## Start Materials provided

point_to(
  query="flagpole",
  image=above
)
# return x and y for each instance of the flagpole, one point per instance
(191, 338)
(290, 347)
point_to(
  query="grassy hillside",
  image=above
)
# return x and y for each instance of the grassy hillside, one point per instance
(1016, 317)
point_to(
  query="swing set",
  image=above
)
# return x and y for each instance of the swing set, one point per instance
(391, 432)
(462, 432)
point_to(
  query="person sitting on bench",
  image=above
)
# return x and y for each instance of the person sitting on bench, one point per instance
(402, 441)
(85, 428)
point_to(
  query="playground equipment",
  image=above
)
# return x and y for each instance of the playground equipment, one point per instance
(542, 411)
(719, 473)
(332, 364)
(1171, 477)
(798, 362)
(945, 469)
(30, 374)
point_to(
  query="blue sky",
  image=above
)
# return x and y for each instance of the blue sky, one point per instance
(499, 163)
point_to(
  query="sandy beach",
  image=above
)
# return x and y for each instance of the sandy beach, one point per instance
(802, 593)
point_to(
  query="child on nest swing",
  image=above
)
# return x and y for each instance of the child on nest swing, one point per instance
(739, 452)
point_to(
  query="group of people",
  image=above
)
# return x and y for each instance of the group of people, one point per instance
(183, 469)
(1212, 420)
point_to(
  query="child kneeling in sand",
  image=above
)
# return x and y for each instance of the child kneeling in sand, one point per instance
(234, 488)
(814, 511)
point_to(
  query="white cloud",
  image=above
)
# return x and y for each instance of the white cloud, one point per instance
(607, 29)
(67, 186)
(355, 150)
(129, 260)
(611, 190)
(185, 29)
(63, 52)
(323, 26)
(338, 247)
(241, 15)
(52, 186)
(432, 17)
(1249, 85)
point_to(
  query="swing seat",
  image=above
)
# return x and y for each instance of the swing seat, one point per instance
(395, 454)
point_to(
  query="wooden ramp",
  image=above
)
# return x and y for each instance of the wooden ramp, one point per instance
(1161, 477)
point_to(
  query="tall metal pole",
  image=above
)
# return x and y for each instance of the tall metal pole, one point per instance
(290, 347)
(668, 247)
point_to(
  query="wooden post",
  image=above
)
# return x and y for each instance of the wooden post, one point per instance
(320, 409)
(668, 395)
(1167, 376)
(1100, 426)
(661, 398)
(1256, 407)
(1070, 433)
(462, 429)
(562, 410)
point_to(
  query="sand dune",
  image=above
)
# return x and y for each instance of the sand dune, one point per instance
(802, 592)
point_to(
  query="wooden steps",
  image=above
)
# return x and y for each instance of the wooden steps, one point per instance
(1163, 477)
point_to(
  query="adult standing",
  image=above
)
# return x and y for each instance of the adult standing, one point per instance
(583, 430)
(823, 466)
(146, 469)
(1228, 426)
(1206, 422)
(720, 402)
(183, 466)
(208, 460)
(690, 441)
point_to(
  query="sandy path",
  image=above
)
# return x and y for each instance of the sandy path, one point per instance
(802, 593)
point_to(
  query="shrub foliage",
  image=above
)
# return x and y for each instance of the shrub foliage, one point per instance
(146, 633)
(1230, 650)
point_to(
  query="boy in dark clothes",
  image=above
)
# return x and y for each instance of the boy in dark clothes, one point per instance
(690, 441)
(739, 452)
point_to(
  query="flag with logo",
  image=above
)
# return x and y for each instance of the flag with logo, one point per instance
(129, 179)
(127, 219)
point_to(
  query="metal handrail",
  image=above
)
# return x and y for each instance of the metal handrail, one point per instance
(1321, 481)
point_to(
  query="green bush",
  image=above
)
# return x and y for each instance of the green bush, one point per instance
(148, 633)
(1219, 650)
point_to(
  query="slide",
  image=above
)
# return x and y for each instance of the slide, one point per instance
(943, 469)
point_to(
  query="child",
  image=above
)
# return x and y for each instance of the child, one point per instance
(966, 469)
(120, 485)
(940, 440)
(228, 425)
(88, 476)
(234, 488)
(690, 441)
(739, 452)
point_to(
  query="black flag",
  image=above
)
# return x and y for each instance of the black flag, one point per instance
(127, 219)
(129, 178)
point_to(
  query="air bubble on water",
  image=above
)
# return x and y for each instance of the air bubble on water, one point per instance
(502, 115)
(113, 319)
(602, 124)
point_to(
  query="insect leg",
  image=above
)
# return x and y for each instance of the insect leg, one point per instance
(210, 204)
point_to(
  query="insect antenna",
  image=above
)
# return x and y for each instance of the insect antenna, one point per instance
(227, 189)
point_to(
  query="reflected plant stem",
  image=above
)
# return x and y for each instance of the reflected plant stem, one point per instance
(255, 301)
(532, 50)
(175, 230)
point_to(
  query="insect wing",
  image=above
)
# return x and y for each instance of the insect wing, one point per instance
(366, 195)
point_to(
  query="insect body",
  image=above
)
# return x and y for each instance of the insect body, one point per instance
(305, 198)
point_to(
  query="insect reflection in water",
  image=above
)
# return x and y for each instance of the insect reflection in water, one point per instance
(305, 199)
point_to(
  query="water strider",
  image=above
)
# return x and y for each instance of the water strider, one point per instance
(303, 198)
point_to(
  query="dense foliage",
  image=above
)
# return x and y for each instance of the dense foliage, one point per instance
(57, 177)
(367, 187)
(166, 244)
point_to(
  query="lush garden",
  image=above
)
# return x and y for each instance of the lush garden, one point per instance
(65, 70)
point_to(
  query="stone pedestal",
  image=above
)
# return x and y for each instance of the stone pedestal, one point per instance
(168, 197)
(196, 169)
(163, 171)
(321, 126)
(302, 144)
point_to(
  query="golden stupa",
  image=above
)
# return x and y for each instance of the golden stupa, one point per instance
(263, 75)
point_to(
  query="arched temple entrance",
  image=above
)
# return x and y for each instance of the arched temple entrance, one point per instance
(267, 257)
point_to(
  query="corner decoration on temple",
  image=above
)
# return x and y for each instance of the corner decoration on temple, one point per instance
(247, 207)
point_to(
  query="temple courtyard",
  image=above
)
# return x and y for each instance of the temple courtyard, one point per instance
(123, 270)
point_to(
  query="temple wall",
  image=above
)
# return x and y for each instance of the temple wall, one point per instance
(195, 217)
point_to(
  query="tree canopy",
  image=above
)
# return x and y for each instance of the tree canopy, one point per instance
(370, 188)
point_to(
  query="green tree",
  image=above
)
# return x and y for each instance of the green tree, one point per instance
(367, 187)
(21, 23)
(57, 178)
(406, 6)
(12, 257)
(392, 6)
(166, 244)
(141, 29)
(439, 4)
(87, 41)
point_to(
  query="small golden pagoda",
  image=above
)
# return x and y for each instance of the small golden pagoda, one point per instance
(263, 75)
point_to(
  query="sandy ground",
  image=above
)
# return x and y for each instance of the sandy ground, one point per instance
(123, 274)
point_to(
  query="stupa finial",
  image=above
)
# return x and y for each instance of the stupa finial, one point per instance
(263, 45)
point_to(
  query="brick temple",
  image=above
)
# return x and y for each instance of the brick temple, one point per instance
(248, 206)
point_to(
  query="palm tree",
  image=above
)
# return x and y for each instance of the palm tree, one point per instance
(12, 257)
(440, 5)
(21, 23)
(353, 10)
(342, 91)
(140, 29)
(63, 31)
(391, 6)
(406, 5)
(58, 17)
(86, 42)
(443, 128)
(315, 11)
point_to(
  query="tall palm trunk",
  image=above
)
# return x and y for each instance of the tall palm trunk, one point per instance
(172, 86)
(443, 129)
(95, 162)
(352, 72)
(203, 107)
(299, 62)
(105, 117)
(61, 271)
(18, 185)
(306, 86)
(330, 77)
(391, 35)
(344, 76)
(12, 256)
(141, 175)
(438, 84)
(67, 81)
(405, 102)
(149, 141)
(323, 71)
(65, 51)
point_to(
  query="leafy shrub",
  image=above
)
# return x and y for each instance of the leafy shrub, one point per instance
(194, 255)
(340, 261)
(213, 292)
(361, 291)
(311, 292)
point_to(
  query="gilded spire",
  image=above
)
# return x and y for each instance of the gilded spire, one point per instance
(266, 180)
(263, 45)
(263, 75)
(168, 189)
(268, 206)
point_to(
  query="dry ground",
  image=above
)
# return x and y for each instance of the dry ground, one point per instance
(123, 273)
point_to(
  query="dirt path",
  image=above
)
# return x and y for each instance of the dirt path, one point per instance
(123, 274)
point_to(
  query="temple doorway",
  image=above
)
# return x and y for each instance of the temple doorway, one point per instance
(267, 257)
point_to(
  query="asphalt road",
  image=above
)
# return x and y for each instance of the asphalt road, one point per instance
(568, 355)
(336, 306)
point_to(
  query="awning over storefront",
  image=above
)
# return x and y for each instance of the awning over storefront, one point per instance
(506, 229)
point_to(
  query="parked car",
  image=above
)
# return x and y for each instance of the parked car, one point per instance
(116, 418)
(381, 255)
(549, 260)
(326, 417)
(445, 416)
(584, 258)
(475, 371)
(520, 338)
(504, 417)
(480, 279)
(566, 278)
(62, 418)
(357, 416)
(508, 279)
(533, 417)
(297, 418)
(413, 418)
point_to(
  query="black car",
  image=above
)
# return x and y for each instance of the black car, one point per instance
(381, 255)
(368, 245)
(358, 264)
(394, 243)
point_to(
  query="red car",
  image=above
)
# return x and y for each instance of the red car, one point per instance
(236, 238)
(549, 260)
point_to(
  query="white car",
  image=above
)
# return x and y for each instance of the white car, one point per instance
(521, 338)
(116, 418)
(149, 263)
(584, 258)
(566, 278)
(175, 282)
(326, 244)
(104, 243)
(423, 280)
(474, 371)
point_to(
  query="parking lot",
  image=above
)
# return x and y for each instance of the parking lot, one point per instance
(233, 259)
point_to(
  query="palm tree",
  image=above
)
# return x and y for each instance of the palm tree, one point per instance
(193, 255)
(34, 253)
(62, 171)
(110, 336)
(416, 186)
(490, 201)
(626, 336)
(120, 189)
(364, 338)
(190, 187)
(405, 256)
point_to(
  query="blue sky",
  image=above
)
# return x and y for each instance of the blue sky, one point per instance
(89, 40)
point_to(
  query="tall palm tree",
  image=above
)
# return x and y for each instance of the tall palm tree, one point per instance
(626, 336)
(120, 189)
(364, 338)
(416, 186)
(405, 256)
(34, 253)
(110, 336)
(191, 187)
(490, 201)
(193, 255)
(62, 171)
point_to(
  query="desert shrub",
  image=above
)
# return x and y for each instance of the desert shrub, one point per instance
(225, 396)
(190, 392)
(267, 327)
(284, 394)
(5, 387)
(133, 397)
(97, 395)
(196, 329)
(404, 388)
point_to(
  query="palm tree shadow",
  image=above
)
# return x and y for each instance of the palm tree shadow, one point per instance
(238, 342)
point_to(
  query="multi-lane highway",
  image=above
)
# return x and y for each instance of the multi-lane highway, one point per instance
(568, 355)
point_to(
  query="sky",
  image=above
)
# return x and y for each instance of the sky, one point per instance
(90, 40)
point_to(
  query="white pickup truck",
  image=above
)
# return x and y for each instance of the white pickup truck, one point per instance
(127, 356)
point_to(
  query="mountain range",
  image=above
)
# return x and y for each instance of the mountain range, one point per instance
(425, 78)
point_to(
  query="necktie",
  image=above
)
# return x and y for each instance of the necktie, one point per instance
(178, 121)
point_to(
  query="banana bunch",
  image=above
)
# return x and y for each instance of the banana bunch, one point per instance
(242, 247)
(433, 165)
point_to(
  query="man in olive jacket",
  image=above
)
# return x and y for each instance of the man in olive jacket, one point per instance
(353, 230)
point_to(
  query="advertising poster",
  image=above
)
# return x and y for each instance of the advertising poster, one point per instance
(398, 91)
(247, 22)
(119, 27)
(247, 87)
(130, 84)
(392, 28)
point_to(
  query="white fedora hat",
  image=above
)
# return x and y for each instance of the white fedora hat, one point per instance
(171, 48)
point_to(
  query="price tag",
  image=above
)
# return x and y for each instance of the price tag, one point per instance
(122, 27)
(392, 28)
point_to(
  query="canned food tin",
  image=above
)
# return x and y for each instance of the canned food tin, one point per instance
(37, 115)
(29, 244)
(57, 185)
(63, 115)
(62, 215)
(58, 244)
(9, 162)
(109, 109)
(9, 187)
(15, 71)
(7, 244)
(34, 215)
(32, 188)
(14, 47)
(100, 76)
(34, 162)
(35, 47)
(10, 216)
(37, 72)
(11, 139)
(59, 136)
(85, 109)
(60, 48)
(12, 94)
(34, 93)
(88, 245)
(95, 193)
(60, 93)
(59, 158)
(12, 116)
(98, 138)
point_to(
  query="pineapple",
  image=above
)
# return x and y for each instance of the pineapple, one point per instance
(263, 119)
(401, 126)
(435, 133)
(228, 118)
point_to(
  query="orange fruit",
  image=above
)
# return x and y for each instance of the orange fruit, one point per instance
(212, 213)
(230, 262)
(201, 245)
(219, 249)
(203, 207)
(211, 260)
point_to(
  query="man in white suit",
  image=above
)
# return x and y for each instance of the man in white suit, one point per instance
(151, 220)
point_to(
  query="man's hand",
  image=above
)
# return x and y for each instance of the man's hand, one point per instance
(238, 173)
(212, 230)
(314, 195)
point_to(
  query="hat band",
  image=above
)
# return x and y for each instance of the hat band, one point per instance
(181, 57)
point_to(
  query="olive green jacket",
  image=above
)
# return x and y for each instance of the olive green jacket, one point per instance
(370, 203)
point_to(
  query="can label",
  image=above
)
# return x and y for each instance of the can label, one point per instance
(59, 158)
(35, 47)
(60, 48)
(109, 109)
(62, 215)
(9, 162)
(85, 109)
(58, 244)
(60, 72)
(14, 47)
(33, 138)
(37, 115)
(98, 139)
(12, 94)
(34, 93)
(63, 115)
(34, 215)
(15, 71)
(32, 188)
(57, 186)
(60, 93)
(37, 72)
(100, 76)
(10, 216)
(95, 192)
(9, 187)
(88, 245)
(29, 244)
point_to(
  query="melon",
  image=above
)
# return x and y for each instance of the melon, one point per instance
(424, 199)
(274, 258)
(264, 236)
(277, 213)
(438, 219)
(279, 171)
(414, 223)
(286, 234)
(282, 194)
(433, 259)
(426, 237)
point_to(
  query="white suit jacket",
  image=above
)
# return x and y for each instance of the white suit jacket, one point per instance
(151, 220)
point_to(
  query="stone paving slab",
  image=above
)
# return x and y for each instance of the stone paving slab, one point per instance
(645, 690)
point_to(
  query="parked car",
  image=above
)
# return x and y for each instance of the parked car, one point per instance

## End Materials provided

§ **What is being asked**: Report every line in the records above that contains the word "gilded", matching case exactly.

§ **Final answer**:
  query="gilded spire",
# return x and y for each instance of the gilded spire, one point per instance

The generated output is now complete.